(MATERIAL FOR THIS TASK)

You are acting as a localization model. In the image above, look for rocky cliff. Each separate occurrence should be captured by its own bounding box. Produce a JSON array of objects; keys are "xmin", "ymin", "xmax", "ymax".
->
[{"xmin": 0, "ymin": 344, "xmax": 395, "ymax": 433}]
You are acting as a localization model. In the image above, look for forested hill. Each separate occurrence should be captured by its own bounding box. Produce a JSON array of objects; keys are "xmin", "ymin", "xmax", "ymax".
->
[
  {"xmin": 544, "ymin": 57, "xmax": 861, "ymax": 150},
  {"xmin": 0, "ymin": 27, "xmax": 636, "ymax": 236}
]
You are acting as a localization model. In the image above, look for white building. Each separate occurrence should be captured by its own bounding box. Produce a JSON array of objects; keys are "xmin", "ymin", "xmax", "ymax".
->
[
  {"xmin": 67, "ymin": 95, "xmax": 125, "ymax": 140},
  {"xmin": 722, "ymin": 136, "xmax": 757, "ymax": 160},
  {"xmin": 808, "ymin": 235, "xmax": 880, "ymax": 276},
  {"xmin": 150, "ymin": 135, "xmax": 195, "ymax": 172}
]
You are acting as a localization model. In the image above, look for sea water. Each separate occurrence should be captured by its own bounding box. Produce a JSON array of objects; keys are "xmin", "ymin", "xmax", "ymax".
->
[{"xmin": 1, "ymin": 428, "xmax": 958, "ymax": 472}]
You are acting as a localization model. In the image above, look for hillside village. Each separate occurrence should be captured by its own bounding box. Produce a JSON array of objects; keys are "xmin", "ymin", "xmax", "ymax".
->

(End MATERIAL FOR THIS TASK)

• _WHAT THIS TASK INVOLVES_
Having found the line that contains "look for hillside", set down that line and all the rest through the end of the records, exactly.

• _RESPONSE_
You are acting as a localization model. In the image above, look for hillside village. Each separate occurrence should be captured by its own bounding box. Produce a JSON array of objects; keys are "xmin", "ymin", "xmax", "ymax".
->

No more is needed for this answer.